**** EXERCISE MATERIALS ****

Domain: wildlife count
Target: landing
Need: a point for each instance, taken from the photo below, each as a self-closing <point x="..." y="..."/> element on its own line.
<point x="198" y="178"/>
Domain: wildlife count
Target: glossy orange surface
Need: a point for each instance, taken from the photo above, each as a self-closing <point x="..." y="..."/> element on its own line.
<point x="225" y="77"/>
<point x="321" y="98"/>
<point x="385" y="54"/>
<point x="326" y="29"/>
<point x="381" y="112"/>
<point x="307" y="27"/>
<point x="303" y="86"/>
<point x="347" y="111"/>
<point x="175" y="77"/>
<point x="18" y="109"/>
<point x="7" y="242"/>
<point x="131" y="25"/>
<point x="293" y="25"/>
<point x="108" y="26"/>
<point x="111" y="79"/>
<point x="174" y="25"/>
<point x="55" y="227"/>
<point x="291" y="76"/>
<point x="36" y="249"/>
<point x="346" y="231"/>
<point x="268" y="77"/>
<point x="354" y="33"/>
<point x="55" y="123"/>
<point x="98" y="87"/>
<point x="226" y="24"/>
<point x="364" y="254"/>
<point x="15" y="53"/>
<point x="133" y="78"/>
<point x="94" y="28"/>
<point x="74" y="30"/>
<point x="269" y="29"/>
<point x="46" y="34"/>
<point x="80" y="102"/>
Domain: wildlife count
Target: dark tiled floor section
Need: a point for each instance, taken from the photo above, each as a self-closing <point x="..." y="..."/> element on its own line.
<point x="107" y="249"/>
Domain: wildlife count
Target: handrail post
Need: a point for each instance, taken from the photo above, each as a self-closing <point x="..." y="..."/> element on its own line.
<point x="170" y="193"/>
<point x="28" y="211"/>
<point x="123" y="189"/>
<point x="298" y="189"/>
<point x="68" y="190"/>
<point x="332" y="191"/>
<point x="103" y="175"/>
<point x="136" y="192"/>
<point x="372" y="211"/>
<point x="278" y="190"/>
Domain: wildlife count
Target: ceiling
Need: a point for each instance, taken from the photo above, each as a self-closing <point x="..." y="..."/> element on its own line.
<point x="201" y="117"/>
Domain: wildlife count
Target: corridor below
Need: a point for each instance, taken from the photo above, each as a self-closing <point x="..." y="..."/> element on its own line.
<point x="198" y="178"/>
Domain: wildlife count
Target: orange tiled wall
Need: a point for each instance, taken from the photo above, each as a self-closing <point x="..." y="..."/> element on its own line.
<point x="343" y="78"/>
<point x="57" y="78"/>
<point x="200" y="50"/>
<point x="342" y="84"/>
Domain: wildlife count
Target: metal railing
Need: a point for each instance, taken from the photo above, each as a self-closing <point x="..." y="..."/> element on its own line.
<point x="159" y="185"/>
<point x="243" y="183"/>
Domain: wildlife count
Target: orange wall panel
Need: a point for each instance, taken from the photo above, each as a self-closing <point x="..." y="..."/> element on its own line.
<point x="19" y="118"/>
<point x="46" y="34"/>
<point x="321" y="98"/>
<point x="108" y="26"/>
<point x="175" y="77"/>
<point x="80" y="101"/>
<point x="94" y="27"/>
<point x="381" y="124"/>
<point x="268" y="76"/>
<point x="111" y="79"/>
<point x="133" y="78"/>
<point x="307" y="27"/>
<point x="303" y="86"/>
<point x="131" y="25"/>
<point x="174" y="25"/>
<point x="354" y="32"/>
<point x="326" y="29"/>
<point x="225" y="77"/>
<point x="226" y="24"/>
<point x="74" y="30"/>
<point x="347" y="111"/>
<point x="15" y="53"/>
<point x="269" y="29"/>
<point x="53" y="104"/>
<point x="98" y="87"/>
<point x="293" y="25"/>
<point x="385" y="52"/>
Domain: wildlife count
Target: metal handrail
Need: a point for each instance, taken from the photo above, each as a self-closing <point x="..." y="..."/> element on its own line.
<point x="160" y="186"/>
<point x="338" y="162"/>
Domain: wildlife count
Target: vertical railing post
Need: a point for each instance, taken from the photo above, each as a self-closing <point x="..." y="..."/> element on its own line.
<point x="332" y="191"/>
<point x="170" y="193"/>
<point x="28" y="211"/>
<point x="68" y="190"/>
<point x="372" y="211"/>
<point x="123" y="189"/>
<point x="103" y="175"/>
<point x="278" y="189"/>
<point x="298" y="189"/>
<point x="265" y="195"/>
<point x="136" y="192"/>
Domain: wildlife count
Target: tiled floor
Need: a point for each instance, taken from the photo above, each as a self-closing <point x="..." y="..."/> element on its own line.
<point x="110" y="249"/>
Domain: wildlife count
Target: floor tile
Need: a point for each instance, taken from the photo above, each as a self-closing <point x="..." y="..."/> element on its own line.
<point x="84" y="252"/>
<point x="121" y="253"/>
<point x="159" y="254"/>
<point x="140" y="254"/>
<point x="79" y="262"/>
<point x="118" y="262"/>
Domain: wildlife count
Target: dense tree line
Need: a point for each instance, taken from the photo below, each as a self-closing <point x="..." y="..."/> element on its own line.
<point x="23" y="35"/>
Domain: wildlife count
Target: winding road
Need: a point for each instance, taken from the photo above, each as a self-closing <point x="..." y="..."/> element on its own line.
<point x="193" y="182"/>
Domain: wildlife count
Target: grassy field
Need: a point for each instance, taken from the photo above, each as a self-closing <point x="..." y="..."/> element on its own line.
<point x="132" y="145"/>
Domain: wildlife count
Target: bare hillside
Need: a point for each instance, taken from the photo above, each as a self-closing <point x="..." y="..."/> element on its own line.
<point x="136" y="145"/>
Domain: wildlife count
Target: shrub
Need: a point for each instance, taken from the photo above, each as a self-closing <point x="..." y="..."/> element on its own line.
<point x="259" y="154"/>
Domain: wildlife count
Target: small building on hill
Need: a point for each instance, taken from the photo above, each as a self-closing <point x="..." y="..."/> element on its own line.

****

_WHAT IS NEEDED_
Looking at the data above, give the number of lines that include "tiled"; add nothing else.

_ANSWER TO THE PROBLEM_
3